** START OF Data listing **

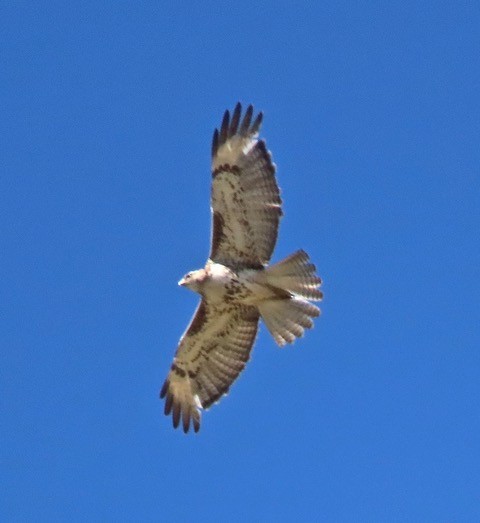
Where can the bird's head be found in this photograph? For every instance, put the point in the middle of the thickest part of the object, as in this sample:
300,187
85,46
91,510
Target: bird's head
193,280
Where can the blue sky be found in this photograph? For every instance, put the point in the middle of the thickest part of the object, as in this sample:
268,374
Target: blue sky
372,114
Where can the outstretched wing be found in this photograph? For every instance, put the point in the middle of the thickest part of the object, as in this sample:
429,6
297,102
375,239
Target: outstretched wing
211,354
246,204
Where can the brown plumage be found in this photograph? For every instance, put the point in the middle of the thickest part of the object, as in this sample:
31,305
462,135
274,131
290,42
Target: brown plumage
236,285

** END OF Data listing **
** START OF Data listing **

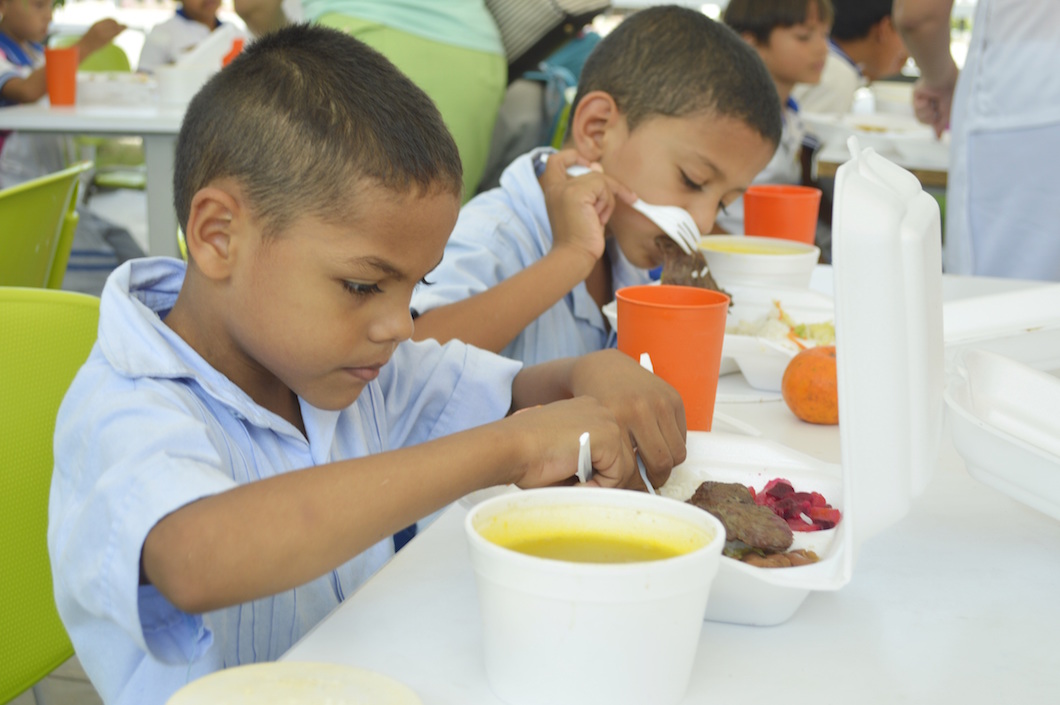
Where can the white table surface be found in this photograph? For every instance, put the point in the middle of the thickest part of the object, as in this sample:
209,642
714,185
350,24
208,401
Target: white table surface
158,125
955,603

** END OF Data listing **
** START OF Data listing **

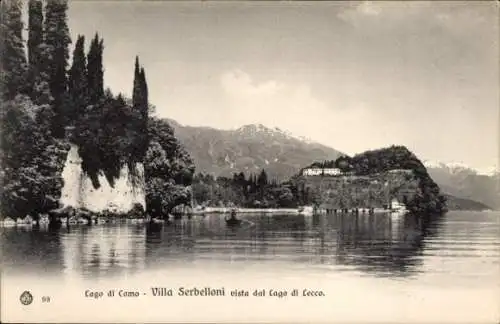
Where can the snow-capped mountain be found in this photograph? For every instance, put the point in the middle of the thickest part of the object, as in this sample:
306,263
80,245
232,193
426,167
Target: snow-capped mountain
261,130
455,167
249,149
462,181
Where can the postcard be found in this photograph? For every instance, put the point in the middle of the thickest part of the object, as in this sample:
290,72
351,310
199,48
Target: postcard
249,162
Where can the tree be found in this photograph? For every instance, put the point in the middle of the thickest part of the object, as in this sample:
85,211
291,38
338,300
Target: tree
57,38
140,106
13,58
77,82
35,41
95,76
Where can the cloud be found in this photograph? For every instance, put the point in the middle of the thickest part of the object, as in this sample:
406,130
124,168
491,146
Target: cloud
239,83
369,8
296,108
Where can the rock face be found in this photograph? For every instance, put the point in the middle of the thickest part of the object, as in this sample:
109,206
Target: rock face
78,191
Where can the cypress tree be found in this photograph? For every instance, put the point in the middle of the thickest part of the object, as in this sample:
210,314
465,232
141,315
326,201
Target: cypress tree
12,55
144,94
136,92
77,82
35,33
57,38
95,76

** END OF Data listing **

__Exercise goal__
Find each line in the records above that contains the word "cypress" and copy those lines out in full. Case counts when matching.

__Answer to the problem__
Where can the cypress tree be found in this photograph? For every instance, put the point in the middle of the thickest part of the object, as in this sample:
Target: cypress tree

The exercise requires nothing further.